Verglichen mit den anderen Schweizer Onlinehändlern haben Stephan Widmer und sein Bruder Michael früh einen anderen Weg eingeschlagen und direkt auf eine internationale Ausrichtung gesetzt. Der Hauptsitz in Baar ZG, die Logistikzentrale in Deutschland, die Marketingabteilung in Polen. Der Plan für Beliani.ch geht auf: «In den letzten fünf Jahren sind wir jährlich um 40 Prozent gewachsen», sagt Stephan Widmer, Co-Gründer und CEO des Online-Möbelhändlers.

Bereitgestelltes Material -
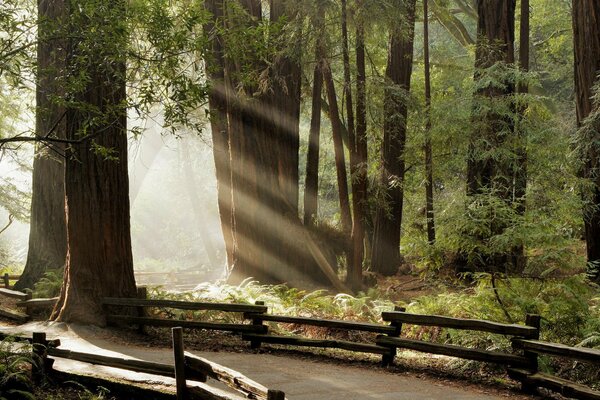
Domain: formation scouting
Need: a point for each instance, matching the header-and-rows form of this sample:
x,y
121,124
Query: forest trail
x,y
299,378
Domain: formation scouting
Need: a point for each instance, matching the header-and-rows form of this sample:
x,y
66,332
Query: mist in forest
x,y
174,219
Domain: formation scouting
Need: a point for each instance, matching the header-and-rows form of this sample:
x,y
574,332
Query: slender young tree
x,y
99,259
338,146
388,221
492,159
217,103
359,179
428,150
311,187
586,34
47,234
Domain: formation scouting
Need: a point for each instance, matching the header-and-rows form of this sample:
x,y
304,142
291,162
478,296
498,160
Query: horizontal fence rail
x,y
460,323
183,305
521,364
559,350
327,323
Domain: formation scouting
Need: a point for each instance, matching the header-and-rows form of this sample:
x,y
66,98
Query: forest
x,y
329,156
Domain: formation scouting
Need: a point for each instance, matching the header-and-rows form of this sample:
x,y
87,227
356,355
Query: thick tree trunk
x,y
48,232
359,178
264,143
338,146
586,29
99,260
217,103
388,222
428,151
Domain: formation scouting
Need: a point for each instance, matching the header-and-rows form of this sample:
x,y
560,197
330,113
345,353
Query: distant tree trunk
x,y
519,260
311,187
338,146
354,278
428,151
48,232
487,174
359,149
264,143
217,103
586,29
388,222
495,43
191,185
99,260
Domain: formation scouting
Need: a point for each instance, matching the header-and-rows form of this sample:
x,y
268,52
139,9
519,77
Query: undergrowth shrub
x,y
15,371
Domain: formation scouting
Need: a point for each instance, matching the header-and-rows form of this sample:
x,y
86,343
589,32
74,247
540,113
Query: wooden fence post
x,y
178,354
388,359
142,293
256,320
40,355
275,395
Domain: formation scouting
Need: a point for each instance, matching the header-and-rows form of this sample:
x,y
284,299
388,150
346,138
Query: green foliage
x,y
49,285
15,371
563,303
281,300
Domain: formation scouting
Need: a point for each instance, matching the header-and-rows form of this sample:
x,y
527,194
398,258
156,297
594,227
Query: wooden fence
x,y
521,362
186,367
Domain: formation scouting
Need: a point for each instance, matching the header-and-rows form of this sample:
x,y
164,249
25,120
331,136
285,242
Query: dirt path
x,y
299,378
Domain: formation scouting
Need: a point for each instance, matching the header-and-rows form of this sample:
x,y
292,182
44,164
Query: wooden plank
x,y
562,386
21,338
559,350
231,378
38,303
115,362
14,294
460,323
180,382
322,343
171,323
122,389
182,305
208,393
455,351
328,323
13,314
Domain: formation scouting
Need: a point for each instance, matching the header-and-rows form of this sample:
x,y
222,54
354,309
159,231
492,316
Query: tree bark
x,y
586,32
264,137
338,146
487,174
388,222
359,149
428,151
99,260
48,233
495,43
217,103
311,187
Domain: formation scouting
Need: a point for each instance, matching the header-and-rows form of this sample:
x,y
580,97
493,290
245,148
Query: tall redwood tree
x,y
99,259
586,29
386,242
47,234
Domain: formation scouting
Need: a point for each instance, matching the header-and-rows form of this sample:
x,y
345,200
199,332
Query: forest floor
x,y
300,375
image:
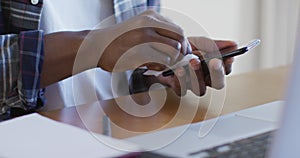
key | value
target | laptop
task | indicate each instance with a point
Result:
(269, 130)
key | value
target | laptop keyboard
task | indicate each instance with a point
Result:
(251, 147)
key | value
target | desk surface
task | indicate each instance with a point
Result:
(242, 91)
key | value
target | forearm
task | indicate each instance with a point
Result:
(60, 52)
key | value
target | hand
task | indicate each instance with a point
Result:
(199, 75)
(148, 39)
(125, 46)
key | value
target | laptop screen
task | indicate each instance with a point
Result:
(287, 138)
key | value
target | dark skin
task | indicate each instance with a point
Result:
(61, 49)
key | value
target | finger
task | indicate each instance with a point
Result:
(221, 44)
(197, 81)
(179, 85)
(217, 74)
(228, 65)
(168, 46)
(155, 66)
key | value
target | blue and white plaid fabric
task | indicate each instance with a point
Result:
(22, 53)
(21, 56)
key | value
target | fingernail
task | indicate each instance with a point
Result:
(180, 71)
(195, 64)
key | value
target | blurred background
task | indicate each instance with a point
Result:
(272, 21)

Aufgabe -
Kopieren Sie den Textauszug über den Onlinehändler Beliani.ch vollständig und ohne jede Änderung.

Lösung -
Verglichen mit den anderen Schweizer Onlinehändlern haben Stephan Widmer und sein Bruder Michael früh einen anderen Weg eingeschlagen und direkt auf eine internationale Ausrichtung gesetzt. Der Hauptsitz in Baar ZG, die Logistikzentrale in Deutschland, die Marketingabteilung in Polen. Der Plan für Beliani.ch geht auf: «In den letzten fünf Jahren sind wir jährlich um 40 Prozent gewachsen», sagt Stephan Widmer, Co-Gründer und CEO des Online-Möbelhändlers.